(Exercise prompt): Render every line of the listing below as a JSON list of strings, one string per line, skipping blank lines. Leave the pictures out.

>>>>>

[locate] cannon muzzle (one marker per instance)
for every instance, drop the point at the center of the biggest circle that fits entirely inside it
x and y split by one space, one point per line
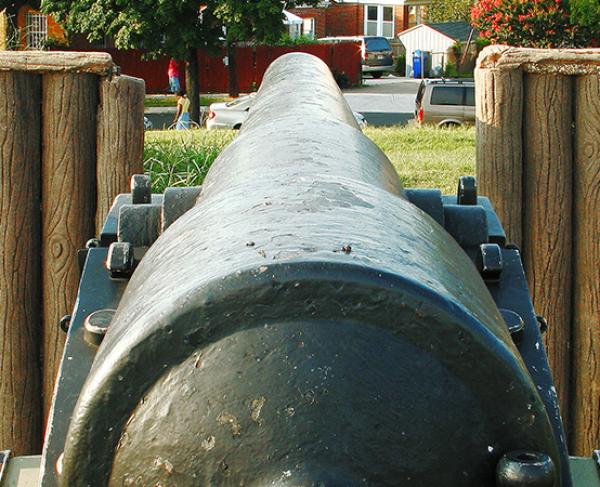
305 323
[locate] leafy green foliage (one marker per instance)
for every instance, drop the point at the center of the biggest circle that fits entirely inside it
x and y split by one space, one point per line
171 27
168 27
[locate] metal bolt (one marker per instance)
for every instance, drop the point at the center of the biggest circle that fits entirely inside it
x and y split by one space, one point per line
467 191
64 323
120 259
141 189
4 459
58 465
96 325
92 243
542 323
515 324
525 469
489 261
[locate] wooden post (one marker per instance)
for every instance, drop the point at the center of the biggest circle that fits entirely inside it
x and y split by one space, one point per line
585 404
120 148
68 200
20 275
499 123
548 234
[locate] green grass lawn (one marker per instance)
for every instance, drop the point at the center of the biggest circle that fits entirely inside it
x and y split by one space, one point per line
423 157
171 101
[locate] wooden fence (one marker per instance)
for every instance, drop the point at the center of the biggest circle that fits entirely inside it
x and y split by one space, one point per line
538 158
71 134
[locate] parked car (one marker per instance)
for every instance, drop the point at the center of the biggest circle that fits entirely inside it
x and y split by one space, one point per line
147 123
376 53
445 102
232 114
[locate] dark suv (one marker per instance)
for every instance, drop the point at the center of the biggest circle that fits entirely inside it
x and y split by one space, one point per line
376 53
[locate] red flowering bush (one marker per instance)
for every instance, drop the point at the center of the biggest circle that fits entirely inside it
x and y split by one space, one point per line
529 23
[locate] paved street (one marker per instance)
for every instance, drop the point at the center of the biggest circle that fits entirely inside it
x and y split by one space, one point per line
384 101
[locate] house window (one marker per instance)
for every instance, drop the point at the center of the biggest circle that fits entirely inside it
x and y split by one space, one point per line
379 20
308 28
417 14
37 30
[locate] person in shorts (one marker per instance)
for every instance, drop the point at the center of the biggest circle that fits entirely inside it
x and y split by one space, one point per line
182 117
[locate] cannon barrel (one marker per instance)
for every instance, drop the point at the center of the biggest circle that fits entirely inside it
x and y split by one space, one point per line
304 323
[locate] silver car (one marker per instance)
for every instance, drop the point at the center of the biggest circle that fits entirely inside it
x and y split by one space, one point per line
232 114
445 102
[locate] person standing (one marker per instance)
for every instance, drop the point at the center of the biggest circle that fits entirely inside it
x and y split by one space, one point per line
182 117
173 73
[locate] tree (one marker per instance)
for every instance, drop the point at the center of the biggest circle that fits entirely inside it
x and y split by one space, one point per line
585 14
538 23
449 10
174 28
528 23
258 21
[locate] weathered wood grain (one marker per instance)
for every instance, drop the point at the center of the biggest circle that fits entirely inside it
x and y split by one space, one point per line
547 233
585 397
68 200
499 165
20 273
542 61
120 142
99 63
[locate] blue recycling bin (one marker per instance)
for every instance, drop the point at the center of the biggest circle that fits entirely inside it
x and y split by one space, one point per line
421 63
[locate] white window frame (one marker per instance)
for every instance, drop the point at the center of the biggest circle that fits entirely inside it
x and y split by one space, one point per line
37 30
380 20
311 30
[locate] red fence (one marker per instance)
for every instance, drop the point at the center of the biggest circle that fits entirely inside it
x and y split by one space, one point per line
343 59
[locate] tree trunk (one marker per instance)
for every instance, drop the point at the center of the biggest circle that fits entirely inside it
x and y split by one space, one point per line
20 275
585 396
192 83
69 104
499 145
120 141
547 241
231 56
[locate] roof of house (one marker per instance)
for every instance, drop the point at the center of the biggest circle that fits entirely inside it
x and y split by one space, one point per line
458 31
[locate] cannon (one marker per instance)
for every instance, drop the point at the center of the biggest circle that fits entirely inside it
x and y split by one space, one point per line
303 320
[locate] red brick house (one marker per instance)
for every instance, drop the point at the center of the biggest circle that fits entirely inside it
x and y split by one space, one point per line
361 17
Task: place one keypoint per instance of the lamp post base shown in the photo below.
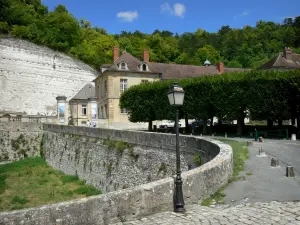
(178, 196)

<<<<<

(Full response):
[
  "[locate] cannon muzzle (one marker per instance)",
  "for every instance, drop the point at the center of the biggest circle that fits entirely inside it",
  "x and y split by one space, one point per line",
  "305 323",
  "[locate] leafy green foliage (one marker per instance)",
  "for every instance, drop the point at the center of the biggest circle that fits entirely inside it",
  "x and y split by one space, one point per line",
  "171 27",
  "168 27",
  "[locate] metal bolt (one marker per instance)",
  "for every instance, drop the point at the center of the biggest circle that fits entirely inside it",
  "x and y split by one space, one point per line",
  "467 191",
  "64 323",
  "120 259",
  "141 189",
  "4 459",
  "58 465",
  "96 325",
  "92 243",
  "542 323",
  "515 324",
  "525 469",
  "489 261",
  "[locate] wooden post (one marker per instance)",
  "for every instance, drop the point at the center of the biggest circle that fits entirely inside it",
  "x and y split by one space, one point per line",
  "585 404",
  "120 148",
  "68 200",
  "20 275",
  "499 123",
  "548 234",
  "[locate] green grass lawn (one marker per instance)",
  "for every instance, drop the point at the center of the biggest circle that fits entirely inside it",
  "x and y split by one space, one point per line",
  "423 157",
  "171 101",
  "[locate] wooden fence (one marker per instance)",
  "for every instance, drop the point at the center of the biggest circle that fits entirely inside it",
  "x and y split by one space, one point per line",
  "538 158",
  "71 134",
  "[locate] parked car (one marker per instance)",
  "for every instance, drop the point at the center of the biggest circle that fits entirely inside it",
  "x and y split by one space, one point per line",
  "147 123",
  "376 53",
  "445 102",
  "232 114",
  "[locate] dark suv (one marker per instance)",
  "for every instance, drop the point at the center of the biggest circle that fits entirely inside it",
  "x and y split by one space, one point per line",
  "376 53",
  "[locate] red flowering bush (one marker per instance)",
  "for every instance, drop the point at the center of the biggest circle that fits entirely inside it",
  "x and y split by one space, one point per line",
  "529 23",
  "[locate] paved street (one marker per instance)",
  "for every instance, drop the point at the center of the biggest circle that fits entirely inside it",
  "x and y split by one space, one point per line",
  "384 101",
  "[locate] house window (one marker per instance)",
  "for every instance, drop the point at the center of the biggest circle that fits entirely inside it",
  "x and y split by one space, one point per line",
  "379 20",
  "308 28",
  "417 14",
  "37 30",
  "[locate] person in shorts (one marker per instance)",
  "for every instance, drop the point at the center of the biggest circle that fits entirely inside it",
  "x and y split by one space, one point per line",
  "182 117",
  "[locate] cannon barrel (one marker per instance)",
  "for every instance, drop the point at the center of the biggest circle that fits entirely inside it",
  "x and y split by one space, one point per line",
  "304 323",
  "[locate] silver car (one marker per instance)",
  "for every instance, drop the point at the center of the biggest circle that fits entirely inside it",
  "x and y split by one space, one point per line",
  "232 114",
  "445 102",
  "[locate] person standing (one marker per instance)",
  "for every instance, drop the point at the center of the biggest circle that fits entirely inside it",
  "x and y split by one space, one point per line",
  "182 117",
  "173 73",
  "[locate] tree (one marker per instance)",
  "for every instance, drop the point at the center of the biggest circle that fits entirely inside it",
  "x and y split by one space, one point per line",
  "585 14",
  "538 23",
  "449 10",
  "174 28",
  "528 23",
  "258 21",
  "[locate] weathered wood grain (one marker per instance)",
  "for every instance, drop the point at the center of the biggest circle that fits entirely inside it",
  "x and y split by one space, one point per line",
  "547 233",
  "585 397",
  "68 200",
  "499 165",
  "20 273",
  "542 61",
  "120 142",
  "99 63",
  "[locate] blue recycling bin (one marker per instance)",
  "for every instance, drop the point at the center of the biggest circle that fits entirely inside it",
  "x and y split by one space, one point per line",
  "421 63",
  "[locate] white window frame (one marker per instance)",
  "for every instance, drop the point at the center of the biggest circle that fits entirely inside it",
  "x and y split by one space, one point per line",
  "37 30",
  "380 20",
  "311 30",
  "[locate] red fence (one marker per instance)",
  "for every instance, drop the point at the center of the biggest circle that fits entirely inside it",
  "x and y split by one space, one point per line",
  "343 59",
  "[locate] tree trunk (one marker per instance)",
  "for every instance, drop the point at the center of the biggest circle that fits entirely inside it",
  "x and y split by one space, one point per line",
  "20 275",
  "585 396",
  "192 83",
  "69 104",
  "499 145",
  "120 141",
  "547 241",
  "231 56",
  "[locate] roof of house (one marker per instance)",
  "for every instance, drop the point at the center of the biggest circle that fits entirely inside it",
  "x and y split by one space, one point per line",
  "458 31",
  "[locate] cannon (one marker per instance)",
  "for every instance, drop the point at the center of the biggest circle that fits entirely inside it",
  "x and y split by one space, one point per line",
  "303 320",
  "[locate] red brick house (one marker per instance)",
  "for every instance, drop the point at the center of the biggest circle that fits entirely inside it",
  "x and y split by one space, one point per line",
  "361 17",
  "Task: place one keypoint per instance of the lamp post base shown in the photo below.",
  "(178, 196)"
]